### SOURCE DOCUMENT
Avax Technologies, Inc.
- Type: Public
- Traded as: Expert Market: AVXT
- Industry: Biomedicine
- Headquarters: Philadelphia, Pennsylvania, United States
- Key people: Richard Rainey (chairman and CEO)
- Products: AC Vaccine
- Services: Cancer vaccines
- Subsidiaries: Genopoietic SA

= Avax Technologies =

American biotechnology company

Avax Technologies, Inc. is a Philadelphia-based biotechnology company whose most advanced product candidate is MVax for melanoma. MVax is a cancer vaccine that received a Special Protocol Assessment agreement with the FDA in October 2006, and subsequently began a Phase III registration clinical trial in November 2007. In previous studies, MVax demonstrated a 5-year overall survival rate (OS)of 44% and response rate of 35% (13% CR, 22% PR).

==AC Vaccine==

===Product candidates===

====MVax====
Started - May 2007. It reached phase III trial for Stage IV Melanoma, but did not lead to FDA approval and is no longer active due to critical financial limitations faced by its manufacturer.

MVax’s Phase II response rate of 35% (CR + PR) in combination with low-dose IL-2 compares favorably to the Phase II results of other melanoma cancer vaccines such as Vical’s Allovectin-7 (11% CR + PR) and BioVex’s OncoVex (28% CR + PR), both of which are given as stand alone therapy.

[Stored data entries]
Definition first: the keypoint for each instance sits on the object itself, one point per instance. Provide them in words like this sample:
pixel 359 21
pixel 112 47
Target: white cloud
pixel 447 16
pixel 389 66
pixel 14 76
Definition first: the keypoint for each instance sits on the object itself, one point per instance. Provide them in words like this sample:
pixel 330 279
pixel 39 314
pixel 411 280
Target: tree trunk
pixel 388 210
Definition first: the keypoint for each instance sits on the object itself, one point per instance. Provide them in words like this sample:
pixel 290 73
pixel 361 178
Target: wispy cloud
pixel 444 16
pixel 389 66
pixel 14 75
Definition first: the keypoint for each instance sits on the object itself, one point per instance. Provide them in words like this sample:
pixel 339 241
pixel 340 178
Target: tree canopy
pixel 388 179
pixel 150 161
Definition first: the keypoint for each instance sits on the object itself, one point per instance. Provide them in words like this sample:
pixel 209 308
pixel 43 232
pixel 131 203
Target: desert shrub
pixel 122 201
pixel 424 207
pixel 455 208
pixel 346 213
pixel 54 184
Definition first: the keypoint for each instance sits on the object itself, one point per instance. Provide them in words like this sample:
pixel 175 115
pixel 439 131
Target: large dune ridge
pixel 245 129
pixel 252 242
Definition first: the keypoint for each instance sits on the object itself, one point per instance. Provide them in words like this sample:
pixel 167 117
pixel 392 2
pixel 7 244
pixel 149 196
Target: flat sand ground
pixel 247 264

### YOUR ASSIGNMENT
Write out the passage of the Avax Technologies article from "- Products: AC" to "CR, 22% PR).", word for word.

### YOUR SOLUTION
- Products: AC Vaccine
- Services: Cancer vaccines
- Subsidiaries: Genopoietic SA

= Avax Technologies =

American biotechnology company

Avax Technologies, Inc. is a Philadelphia-based biotechnology company whose most advanced product candidate is MVax for melanoma. MVax is a cancer vaccine that received a Special Protocol Assessment agreement with the FDA in October 2006, and subsequently began a Phase III registration clinical trial in November 2007. In previous studies, MVax demonstrated a 5-year overall survival rate (OS)of 44% and response rate of 35% (13% CR, 22% PR).